Directive
Give the entries below again, changing every "instance" to "occurrence" and leaving everything else as it is.

----- Dataset entries -----

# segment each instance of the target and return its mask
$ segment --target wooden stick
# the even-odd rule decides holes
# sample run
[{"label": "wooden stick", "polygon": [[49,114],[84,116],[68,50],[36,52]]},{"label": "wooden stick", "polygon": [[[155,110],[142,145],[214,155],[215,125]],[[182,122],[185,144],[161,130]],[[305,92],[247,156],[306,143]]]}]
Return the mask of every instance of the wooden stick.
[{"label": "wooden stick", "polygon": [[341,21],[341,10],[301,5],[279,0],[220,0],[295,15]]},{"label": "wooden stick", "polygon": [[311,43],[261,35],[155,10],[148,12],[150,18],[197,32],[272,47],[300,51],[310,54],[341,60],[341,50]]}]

-----

Result of this exercise
# segment each occurrence of the target and return its mask
$ segment --target wooden stick
# the even-odd rule decides holes
# sample run
[{"label": "wooden stick", "polygon": [[49,114],[84,116],[68,50],[36,52]]},{"label": "wooden stick", "polygon": [[[155,110],[142,145],[214,155],[215,125]],[[182,122],[185,144],[161,130]],[[305,92],[247,156],[306,143]]]}]
Return the mask of every occurrence of the wooden stick.
[{"label": "wooden stick", "polygon": [[341,21],[341,10],[301,5],[279,0],[220,0],[295,15]]},{"label": "wooden stick", "polygon": [[311,43],[261,35],[155,10],[148,12],[150,18],[197,32],[272,47],[300,51],[310,54],[341,60],[341,50]]}]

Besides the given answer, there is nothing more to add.